>> begin DATA FOR THIS TASK
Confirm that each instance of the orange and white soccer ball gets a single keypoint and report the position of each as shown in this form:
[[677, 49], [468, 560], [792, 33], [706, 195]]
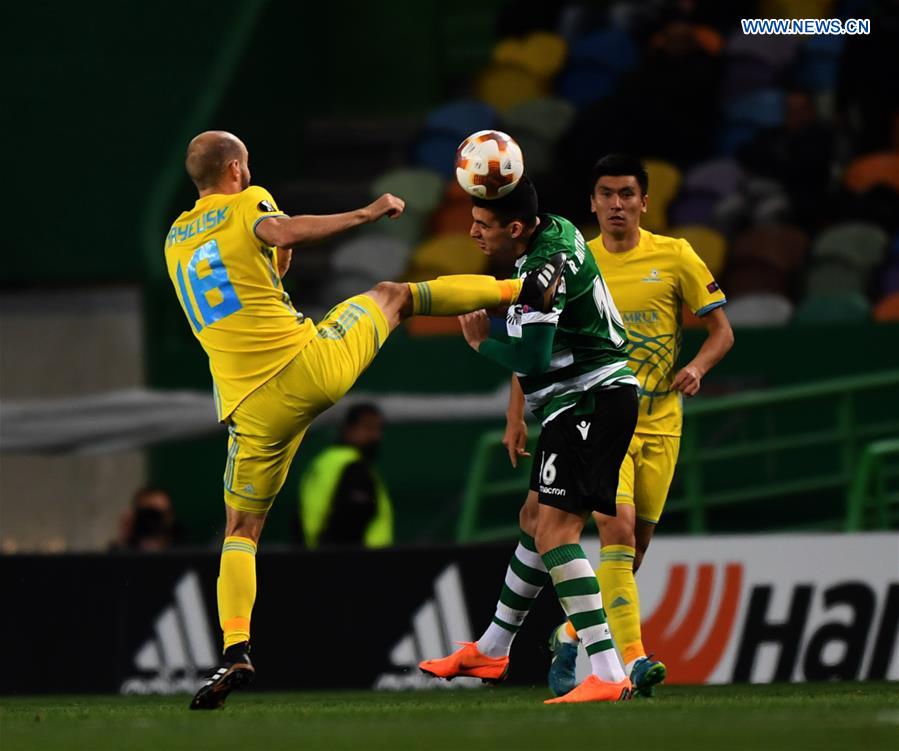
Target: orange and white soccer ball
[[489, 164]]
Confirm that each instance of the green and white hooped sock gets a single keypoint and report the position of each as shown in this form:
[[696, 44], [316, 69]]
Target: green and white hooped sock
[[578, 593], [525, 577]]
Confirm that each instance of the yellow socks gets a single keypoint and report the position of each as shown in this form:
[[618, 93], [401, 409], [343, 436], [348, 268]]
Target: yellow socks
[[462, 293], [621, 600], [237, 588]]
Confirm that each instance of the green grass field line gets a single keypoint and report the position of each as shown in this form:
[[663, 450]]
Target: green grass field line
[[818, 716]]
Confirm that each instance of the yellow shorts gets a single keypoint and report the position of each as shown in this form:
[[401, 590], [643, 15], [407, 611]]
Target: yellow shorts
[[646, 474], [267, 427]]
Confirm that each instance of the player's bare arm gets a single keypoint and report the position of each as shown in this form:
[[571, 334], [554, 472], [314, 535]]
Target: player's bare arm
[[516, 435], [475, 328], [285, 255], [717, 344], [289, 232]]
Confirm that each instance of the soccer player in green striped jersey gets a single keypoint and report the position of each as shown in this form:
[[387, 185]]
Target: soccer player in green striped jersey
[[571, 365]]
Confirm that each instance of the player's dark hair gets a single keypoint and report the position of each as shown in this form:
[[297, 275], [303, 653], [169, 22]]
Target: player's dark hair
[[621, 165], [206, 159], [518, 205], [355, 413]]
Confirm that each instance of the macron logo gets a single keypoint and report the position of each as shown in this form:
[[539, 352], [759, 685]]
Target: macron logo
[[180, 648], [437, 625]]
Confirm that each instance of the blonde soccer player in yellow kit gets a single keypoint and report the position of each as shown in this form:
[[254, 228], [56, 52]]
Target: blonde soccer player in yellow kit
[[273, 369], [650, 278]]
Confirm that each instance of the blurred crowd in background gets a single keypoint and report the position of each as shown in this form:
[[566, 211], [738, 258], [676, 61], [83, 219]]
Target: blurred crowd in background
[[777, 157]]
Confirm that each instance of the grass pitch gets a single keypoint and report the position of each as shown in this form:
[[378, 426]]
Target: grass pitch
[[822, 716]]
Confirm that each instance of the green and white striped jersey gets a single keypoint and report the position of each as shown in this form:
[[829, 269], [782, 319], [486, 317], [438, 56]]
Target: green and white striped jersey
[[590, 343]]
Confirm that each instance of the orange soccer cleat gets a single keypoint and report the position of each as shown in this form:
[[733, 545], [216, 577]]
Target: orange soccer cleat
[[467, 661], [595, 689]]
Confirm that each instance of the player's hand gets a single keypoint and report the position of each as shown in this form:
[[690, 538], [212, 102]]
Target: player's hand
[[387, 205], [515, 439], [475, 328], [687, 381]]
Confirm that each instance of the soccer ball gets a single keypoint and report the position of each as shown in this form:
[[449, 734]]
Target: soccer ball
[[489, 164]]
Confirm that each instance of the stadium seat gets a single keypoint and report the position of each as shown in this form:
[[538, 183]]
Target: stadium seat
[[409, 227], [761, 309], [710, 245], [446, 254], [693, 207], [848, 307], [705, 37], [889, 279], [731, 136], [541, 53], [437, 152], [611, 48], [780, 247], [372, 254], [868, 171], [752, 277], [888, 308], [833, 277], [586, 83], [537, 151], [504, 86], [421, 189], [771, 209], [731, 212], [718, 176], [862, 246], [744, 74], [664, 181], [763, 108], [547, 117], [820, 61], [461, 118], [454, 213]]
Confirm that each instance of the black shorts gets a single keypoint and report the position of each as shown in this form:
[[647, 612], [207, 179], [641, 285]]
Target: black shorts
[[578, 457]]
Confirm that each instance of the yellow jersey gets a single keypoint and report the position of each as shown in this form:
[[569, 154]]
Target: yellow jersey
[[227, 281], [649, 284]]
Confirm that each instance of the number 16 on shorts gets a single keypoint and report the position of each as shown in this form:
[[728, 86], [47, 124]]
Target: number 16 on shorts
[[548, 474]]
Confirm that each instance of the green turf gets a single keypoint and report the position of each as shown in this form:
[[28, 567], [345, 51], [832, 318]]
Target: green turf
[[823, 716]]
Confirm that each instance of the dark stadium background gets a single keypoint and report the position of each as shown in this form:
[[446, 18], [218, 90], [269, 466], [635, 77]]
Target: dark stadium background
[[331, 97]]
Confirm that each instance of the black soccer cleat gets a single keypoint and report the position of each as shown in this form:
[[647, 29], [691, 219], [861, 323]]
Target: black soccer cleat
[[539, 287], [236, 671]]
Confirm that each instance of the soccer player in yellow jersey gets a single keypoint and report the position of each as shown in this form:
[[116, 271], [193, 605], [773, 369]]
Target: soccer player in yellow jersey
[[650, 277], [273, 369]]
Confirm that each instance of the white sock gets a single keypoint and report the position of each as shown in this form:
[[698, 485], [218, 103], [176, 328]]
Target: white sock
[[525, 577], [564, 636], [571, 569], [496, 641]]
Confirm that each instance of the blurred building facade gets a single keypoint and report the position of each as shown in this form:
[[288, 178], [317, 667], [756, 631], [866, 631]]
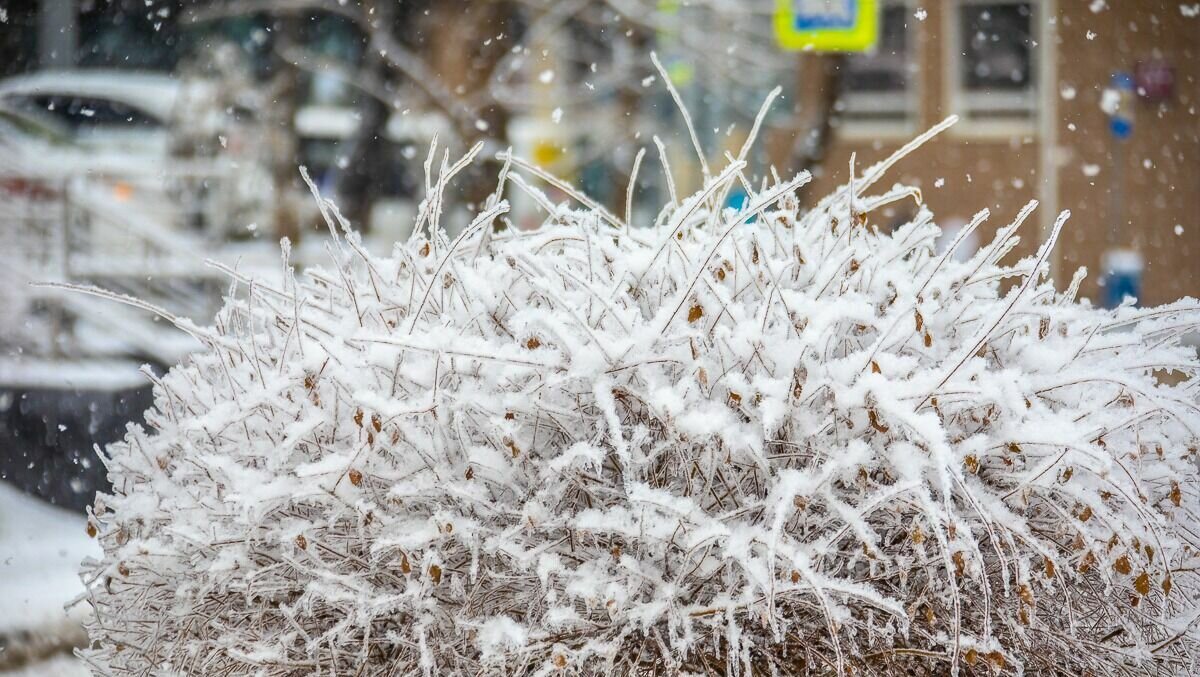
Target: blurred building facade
>> end DATA FOR THIS TASK
» **EXERCISE TASK**:
Retype the entries exactly, from the line containing "Confirm that each instance of the black soccer" down through the end of the entries, leaving out the pictures.

» **RESULT**:
Confirm that each instance of the black soccer cleat gets a single keypoint and report the position of each as shown in this form:
[[647, 29], [691, 219], [861, 323]]
Target: black soccer cleat
[[539, 287], [236, 671]]
Confirm that each instance of the soccer player in yellow jersey gets a single keypoint and report the position of each as shown in this form:
[[116, 271], [193, 605], [773, 369]]
Target: soccer player in yellow jersey
[[650, 277], [273, 369]]
Confirm that each instance of the white sock gets a single keypoint and report the position of each as shown in this form:
[[698, 485], [218, 103], [176, 328]]
Target: white sock
[[525, 577], [564, 636], [571, 569], [496, 641]]
Confirm that each instance of the blurred building facade gets a single keypoint and report the position of each as shown in this form:
[[288, 178], [317, 667], [756, 631], [866, 631]]
Target: blurred building facade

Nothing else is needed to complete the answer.